- _Tarefas a realizar_:
**1.** Transcreva sem alterações a parte do texto sobre a possibilidade que vai de "A possibilidade de" até "experiência (onipotência, milagre).".
**2.** Prolongue o texto filosófico sobre a possibilidade de um ente a partir da última frase mostrada.

- _Trecho selecionado_:
A possibilidade de um ente, ou seja, sua potência objetiva, pode ser considerada em si (= possibilidade intrínseca) ou em relação à potência ativa ou passiva de que depende (= possibilidade extrínseca). A possibilidade intrínseca é própria de tudo aquilo que não inclui contradição. A possibilidade extrínseca compete a tudo quanto pode ser produzido por uma causa. As ciências não-filosóficas apreciam a possibilidade e a impossibilidade unicamente segundo as causas próximas, acessíveis à experiência; a filosofia deve tomar também em consideração a causa suprema inacessível à experiência (onipotência, milagre).

- _Informações apresentadas_:
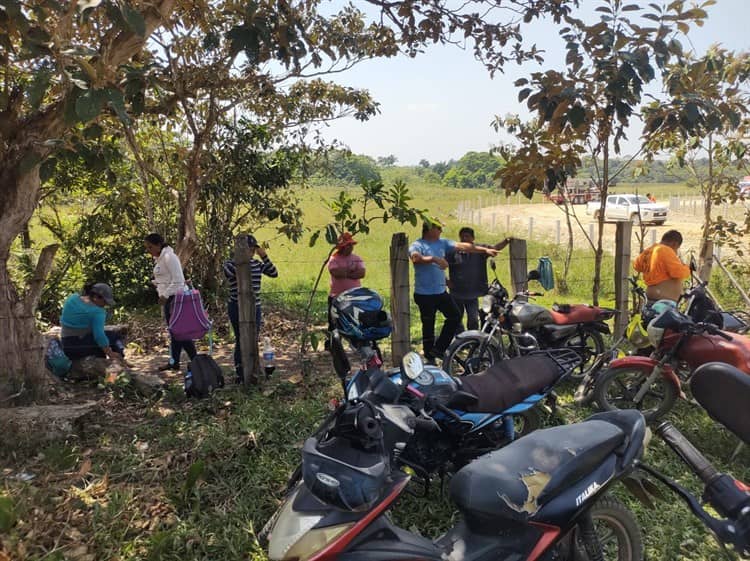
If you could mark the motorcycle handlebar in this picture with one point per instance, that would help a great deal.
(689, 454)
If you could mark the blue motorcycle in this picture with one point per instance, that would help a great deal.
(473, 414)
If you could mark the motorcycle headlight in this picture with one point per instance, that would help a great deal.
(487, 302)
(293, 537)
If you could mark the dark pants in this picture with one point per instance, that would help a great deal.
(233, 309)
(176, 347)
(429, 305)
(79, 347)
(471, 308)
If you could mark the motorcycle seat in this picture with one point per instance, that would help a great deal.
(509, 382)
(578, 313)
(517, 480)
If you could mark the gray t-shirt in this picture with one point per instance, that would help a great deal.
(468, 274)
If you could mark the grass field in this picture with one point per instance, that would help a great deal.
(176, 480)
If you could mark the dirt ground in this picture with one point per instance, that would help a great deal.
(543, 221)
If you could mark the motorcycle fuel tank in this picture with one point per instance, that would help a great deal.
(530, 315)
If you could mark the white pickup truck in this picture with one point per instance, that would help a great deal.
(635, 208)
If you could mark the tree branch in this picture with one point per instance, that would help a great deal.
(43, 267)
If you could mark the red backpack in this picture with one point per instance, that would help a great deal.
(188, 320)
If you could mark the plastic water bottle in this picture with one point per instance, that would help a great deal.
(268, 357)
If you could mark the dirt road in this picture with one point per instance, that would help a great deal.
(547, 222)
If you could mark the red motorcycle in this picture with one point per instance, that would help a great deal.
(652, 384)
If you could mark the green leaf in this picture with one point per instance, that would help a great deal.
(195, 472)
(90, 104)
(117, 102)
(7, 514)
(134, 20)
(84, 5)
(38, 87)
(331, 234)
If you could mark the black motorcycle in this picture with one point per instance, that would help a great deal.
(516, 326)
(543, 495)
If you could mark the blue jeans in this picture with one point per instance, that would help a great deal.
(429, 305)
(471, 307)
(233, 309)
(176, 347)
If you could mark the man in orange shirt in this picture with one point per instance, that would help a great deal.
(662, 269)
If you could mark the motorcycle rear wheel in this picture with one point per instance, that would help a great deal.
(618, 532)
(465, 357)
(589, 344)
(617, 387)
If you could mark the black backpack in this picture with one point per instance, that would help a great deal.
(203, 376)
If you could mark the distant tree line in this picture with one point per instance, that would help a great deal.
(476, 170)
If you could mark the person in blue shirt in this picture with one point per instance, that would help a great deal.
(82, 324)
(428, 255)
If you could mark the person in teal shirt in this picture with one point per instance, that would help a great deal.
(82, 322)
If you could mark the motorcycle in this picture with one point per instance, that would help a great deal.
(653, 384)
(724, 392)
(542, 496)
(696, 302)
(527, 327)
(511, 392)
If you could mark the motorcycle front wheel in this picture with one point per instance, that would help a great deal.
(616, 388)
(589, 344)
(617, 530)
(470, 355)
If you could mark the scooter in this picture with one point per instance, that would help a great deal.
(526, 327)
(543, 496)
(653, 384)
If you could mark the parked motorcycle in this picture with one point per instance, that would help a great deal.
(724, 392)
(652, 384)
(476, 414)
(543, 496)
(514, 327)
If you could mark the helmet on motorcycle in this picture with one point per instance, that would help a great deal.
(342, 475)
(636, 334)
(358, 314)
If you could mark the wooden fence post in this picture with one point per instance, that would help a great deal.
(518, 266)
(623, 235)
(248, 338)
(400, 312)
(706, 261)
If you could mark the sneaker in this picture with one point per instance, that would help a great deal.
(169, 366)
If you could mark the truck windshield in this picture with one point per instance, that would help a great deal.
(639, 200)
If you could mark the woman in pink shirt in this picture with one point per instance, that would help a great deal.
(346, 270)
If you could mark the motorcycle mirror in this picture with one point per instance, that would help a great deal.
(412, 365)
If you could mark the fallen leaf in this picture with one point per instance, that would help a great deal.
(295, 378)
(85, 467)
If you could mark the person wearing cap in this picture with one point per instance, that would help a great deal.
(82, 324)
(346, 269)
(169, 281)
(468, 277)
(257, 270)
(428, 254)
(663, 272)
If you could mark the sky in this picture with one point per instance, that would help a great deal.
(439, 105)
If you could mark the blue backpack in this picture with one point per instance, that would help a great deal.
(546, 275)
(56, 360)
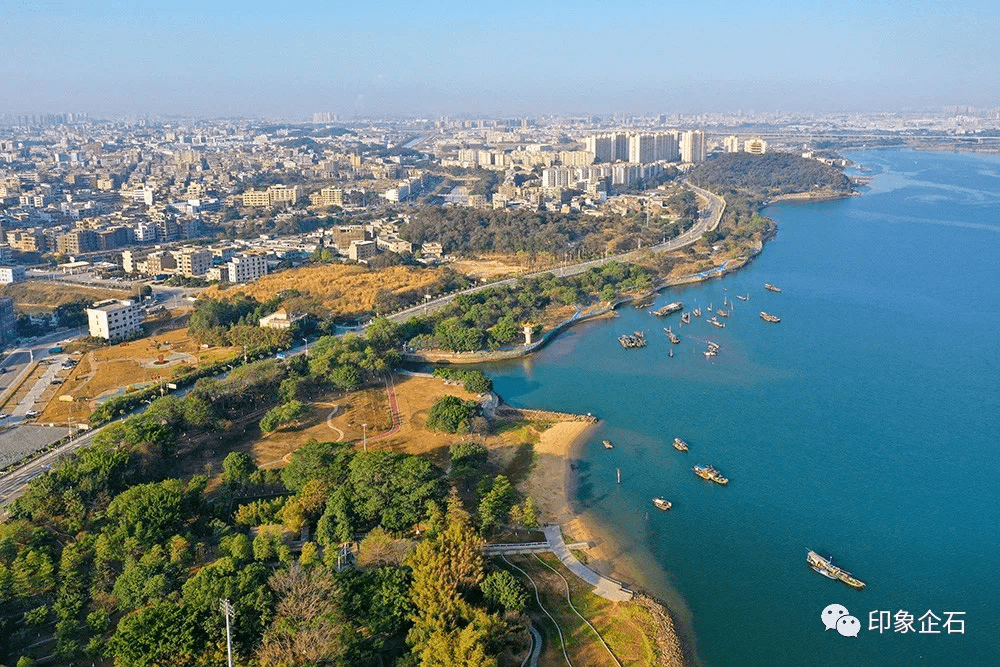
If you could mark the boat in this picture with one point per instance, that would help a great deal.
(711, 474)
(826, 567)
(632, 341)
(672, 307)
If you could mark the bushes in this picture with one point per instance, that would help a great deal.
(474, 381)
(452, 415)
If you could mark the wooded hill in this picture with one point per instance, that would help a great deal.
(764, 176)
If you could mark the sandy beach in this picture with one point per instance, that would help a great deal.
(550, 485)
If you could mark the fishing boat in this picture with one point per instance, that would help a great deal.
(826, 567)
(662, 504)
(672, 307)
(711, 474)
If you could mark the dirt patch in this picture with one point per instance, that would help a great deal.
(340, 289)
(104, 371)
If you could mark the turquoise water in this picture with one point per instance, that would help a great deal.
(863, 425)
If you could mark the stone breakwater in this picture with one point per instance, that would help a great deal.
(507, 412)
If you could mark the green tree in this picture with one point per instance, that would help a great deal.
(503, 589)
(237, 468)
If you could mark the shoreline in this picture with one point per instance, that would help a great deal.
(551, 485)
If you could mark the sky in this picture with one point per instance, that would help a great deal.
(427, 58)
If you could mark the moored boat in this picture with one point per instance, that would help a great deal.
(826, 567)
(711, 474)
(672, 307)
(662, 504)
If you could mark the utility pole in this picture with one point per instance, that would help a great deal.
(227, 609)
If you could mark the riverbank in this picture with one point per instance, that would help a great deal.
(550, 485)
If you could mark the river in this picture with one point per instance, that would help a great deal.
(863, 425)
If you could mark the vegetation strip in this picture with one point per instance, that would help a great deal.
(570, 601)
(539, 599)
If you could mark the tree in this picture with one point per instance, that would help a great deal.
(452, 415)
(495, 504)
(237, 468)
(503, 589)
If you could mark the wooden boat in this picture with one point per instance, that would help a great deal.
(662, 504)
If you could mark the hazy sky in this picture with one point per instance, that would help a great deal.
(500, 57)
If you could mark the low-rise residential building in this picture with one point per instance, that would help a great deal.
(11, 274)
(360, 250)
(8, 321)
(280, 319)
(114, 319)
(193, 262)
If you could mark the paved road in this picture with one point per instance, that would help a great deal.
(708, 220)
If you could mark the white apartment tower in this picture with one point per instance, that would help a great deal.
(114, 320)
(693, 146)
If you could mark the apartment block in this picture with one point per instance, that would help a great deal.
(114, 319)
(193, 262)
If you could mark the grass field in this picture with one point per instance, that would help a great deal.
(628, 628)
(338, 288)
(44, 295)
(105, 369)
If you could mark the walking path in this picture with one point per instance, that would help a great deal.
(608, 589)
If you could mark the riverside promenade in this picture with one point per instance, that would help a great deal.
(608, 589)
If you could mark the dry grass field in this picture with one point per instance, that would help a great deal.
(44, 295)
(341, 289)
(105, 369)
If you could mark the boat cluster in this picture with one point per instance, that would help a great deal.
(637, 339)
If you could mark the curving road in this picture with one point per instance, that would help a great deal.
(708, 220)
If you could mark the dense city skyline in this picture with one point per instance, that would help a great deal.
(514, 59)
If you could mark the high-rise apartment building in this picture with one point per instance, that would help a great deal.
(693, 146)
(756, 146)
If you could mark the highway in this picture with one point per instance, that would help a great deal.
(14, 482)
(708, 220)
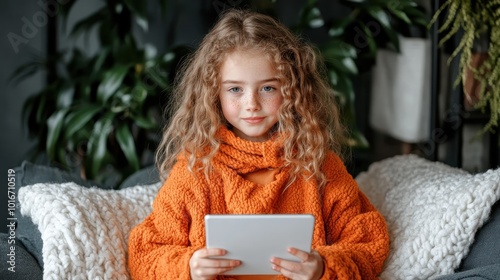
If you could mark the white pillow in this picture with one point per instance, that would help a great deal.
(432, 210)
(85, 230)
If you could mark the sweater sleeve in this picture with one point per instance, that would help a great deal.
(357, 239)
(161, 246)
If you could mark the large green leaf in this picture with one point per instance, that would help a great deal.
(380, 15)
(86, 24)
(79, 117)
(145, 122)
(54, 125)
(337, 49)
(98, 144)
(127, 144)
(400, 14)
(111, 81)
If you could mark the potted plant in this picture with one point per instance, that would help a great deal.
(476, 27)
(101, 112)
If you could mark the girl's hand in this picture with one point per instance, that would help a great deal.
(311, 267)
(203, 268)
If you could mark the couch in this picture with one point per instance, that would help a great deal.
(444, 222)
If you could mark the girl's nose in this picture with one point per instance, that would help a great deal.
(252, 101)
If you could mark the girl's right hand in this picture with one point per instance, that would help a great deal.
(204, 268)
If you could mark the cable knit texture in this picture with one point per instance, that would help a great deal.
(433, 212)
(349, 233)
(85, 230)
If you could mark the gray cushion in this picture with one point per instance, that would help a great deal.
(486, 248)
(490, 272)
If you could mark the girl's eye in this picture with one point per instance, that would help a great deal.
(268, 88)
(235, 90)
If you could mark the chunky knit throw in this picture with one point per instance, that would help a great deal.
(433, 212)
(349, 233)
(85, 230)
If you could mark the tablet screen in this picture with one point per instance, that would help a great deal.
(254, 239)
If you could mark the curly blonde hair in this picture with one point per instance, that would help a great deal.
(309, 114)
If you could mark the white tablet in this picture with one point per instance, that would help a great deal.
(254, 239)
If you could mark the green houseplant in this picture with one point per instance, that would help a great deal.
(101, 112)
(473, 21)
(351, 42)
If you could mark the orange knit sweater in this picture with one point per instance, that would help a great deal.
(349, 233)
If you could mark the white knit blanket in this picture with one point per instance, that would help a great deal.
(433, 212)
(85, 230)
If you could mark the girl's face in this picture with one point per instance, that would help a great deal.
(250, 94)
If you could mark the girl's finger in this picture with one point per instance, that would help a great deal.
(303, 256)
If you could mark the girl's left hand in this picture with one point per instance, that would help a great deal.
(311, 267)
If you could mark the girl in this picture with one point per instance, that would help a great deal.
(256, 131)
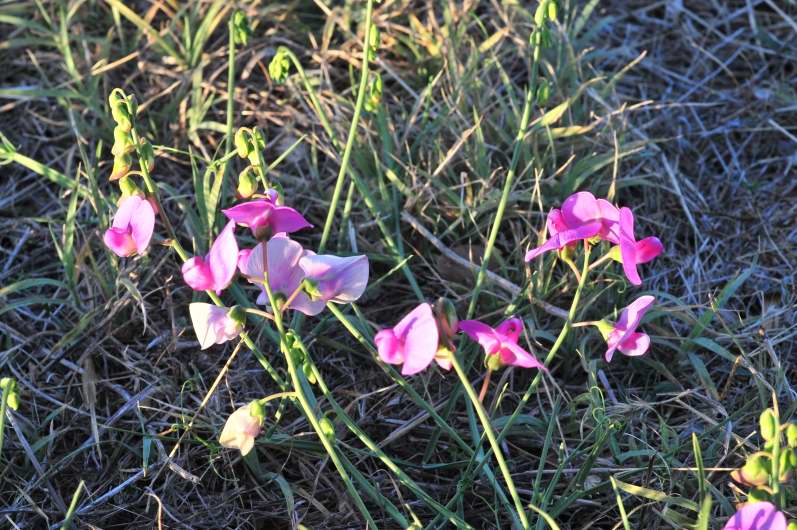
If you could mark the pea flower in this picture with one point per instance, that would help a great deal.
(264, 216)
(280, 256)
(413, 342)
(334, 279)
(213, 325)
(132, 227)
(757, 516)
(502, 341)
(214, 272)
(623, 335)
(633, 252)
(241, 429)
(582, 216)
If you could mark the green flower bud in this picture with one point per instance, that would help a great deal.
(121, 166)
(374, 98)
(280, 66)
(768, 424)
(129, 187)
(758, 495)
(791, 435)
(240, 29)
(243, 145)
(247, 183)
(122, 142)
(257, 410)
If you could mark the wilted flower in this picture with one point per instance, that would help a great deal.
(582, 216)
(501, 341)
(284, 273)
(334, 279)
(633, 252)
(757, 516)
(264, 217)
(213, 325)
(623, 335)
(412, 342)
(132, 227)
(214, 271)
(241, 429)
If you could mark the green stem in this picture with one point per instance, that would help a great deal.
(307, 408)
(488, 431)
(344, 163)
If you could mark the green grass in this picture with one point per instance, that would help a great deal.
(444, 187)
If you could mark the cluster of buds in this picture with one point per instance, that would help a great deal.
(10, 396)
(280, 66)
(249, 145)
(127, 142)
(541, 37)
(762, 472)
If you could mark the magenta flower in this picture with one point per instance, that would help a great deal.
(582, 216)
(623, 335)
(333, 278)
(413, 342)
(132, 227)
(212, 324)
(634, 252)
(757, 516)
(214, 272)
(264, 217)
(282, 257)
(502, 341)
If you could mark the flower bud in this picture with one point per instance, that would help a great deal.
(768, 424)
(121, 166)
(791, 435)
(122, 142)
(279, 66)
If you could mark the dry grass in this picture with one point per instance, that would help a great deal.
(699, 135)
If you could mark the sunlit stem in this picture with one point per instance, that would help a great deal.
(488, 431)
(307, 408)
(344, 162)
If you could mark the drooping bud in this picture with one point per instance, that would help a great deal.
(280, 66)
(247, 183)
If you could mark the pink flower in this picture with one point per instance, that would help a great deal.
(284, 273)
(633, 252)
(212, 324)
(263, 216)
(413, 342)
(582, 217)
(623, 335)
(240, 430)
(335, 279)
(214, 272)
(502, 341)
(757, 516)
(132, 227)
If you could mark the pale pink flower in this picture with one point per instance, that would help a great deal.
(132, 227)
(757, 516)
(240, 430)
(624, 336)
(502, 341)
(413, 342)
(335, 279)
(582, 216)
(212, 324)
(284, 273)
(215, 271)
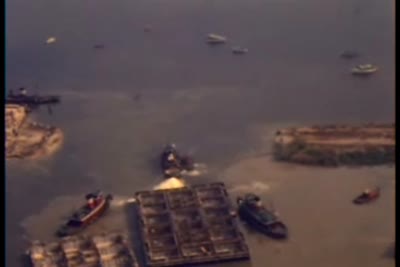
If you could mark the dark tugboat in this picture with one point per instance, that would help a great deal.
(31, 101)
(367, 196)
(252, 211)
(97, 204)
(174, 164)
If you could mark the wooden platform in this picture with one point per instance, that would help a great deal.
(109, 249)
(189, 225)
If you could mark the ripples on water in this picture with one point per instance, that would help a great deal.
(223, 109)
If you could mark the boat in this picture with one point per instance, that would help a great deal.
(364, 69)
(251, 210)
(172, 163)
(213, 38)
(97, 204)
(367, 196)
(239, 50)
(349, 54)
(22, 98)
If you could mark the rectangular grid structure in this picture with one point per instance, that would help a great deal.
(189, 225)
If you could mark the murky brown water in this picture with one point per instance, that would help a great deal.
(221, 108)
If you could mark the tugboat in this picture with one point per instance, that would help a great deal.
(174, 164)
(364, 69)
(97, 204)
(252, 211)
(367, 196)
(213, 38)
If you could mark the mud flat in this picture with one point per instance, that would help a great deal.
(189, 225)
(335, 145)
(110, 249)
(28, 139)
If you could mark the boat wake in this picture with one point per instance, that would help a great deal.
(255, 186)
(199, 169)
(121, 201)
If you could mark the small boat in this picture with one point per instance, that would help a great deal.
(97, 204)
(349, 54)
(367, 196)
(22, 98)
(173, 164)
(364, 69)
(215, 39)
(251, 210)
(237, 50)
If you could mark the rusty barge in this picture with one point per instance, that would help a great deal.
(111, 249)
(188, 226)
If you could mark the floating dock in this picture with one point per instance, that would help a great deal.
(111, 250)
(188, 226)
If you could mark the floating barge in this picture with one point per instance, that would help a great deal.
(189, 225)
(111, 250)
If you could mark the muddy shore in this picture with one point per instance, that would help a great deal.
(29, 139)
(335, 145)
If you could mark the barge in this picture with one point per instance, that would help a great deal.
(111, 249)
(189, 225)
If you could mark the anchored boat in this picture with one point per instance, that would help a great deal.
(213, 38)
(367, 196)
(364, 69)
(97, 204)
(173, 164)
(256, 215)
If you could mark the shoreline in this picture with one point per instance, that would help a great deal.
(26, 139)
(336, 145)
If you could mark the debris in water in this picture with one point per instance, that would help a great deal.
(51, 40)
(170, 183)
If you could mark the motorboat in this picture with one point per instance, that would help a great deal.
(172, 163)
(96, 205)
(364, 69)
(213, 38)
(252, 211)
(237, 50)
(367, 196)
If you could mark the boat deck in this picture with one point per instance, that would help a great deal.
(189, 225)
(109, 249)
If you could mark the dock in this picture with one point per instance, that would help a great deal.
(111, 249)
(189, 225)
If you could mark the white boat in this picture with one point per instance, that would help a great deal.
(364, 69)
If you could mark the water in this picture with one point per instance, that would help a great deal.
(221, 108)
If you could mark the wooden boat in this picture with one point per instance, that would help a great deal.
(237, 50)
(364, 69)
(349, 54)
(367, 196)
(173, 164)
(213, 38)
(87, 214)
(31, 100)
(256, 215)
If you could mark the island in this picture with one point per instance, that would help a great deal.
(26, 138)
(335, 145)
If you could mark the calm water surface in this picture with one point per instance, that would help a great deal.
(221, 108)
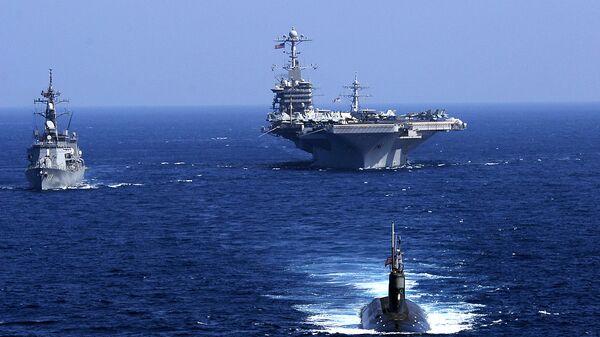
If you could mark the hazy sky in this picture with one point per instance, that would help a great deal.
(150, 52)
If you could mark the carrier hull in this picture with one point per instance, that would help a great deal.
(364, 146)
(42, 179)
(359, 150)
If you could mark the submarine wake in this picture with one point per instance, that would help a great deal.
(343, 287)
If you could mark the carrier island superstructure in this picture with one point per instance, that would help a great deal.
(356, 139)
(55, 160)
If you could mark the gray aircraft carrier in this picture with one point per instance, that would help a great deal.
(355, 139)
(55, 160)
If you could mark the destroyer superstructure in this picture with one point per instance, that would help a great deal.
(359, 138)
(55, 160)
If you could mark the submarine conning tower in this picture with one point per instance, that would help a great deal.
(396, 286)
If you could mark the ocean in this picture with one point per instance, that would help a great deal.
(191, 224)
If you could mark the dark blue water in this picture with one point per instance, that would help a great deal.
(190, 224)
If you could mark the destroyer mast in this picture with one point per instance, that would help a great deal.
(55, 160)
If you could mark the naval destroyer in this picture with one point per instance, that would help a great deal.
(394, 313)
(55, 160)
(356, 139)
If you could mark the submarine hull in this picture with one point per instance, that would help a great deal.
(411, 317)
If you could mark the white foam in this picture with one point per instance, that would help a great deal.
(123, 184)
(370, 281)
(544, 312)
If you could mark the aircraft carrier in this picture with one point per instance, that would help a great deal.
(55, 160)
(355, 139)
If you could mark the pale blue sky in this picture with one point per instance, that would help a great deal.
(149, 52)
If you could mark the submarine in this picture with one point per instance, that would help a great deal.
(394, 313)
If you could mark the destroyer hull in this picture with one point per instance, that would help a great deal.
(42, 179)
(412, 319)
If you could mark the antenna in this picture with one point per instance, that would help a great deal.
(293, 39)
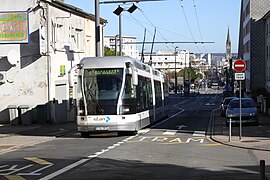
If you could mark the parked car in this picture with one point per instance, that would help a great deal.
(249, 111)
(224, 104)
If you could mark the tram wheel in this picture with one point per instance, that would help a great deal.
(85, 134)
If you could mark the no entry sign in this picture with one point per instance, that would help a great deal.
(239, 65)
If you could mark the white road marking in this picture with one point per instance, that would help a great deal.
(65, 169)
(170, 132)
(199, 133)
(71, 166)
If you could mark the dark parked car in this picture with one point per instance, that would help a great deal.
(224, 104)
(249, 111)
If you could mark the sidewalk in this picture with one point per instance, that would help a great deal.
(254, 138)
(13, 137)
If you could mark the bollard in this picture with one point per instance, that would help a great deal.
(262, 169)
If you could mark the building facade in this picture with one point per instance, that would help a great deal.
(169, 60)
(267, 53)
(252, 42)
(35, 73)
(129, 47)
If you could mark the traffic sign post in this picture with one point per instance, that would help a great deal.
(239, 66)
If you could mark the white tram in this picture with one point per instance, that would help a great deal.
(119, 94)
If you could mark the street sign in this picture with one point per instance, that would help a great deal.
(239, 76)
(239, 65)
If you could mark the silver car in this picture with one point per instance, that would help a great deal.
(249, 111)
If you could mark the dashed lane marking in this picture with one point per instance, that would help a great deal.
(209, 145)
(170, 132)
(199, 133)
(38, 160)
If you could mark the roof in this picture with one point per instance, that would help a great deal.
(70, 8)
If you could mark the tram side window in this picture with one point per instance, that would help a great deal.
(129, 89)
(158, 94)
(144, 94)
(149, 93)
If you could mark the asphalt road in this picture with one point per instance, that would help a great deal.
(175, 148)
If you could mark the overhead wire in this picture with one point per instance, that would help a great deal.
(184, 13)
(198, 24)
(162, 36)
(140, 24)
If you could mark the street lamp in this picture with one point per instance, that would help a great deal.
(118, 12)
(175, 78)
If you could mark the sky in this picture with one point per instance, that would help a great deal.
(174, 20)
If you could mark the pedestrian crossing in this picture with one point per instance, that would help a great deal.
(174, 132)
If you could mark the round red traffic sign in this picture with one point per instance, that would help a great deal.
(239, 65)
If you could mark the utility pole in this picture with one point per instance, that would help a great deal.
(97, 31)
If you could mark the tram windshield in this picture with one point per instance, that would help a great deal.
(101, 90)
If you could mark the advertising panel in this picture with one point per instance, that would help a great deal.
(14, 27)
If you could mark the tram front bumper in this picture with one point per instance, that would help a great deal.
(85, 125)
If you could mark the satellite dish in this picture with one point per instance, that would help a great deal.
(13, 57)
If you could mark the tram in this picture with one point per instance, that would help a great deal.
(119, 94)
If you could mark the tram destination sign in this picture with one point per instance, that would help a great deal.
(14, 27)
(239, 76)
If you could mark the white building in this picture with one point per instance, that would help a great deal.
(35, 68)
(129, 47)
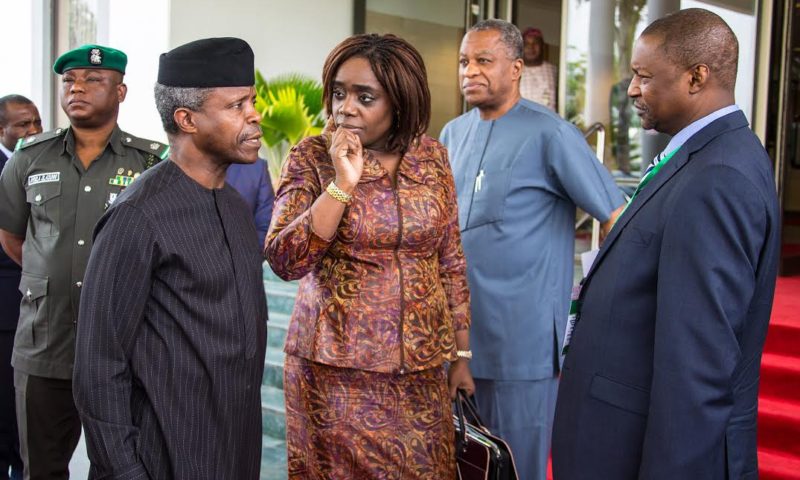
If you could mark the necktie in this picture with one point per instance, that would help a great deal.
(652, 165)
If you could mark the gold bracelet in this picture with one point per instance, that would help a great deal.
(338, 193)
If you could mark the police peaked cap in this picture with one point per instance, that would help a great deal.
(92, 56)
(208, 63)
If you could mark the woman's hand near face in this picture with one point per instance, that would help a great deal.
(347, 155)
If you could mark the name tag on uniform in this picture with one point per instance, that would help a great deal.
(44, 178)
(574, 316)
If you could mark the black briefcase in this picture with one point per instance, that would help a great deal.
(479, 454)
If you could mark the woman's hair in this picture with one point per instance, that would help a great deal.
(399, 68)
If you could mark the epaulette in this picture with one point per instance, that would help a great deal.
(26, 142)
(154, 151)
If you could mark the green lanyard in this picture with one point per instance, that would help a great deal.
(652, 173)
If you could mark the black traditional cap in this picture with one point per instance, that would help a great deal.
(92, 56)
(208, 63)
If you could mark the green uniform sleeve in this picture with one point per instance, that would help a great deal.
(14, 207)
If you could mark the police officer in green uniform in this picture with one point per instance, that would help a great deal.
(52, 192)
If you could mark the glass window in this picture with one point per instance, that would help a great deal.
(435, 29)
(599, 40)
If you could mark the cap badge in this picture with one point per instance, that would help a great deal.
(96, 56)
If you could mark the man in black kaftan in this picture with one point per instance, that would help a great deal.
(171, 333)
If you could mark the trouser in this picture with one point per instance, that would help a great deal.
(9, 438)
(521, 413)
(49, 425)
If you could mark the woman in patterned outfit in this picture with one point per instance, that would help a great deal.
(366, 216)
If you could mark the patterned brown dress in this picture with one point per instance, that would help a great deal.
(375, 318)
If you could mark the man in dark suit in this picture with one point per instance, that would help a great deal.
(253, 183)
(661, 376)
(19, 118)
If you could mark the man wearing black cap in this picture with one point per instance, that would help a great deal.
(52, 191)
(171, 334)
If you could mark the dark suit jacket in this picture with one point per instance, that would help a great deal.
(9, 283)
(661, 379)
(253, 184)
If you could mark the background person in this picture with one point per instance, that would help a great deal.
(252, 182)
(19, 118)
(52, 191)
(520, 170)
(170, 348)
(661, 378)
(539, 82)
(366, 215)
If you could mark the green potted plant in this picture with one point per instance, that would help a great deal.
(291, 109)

- _Respostas por tarefa_:
**1.**
A possibilidade de um ente, ou seja, sua potência objetiva, pode ser considerada em si (= possibilidade intrínseca) ou em relação à potência ativa ou passiva de que depende (= possibilidade extrínseca). A possibilidade intrínseca é própria de tudo aquilo que não inclui contradição. A possibilidade extrínseca compete a tudo quanto pode ser produzido por uma causa. As ciências não-filosóficas apreciam a possibilidade e a impossibilidade unicamente segundo as causas próximas, acessíveis à experiência; a filosofia deve tomar também em consideração a causa suprema inacessível à experiência (onipotência, milagre).

**2.**
Pertencem à ordem metafísica não só os seres algum dia existentes, como também em geral todos os seres capazes de existir, embora nunca existam (o meramente possível, os puros possíveis; contra Spinoza e os panteístas). Os possíveis não são o nada absoluto, pois o nada absoluto não pode existir, nem ser definido, nem ser diferenciado de outro nada por características determinadas, ao passo que acerca do possível se podem formular estas afirmações. Tampouco os possíveis são meros entes de razão, uma vez que por sua essência também podem ser reais fora da mente. Todavia aos possíveis não compete por si qualquer espécie de existência diminuída, visto que entre existir e não existir não há termo médio. Os possíveis têm seu último fundamento em Deus, que se encontra fora da esfera do puro possível, porque nele coincidem a possibilidade e a realidade. A esfera do possível não depende da ordem do ser facticamente realizado, nem de nosso entendimento, mas de Deus, cujo ser é a fonte de todo ser finito, e cuja inteligência constitui a medida de todas as coisas. Pelo que, a possibilidade intrínseca não é pura possibilidade lógica (contra Kant), mas é também possibilidade metafísica de existir. Ao logicamente possível ou pensável opõe Kant o realmente possível ou o intuitivo. Kant não conhece uma possibilidade não intuitiva e todavia real.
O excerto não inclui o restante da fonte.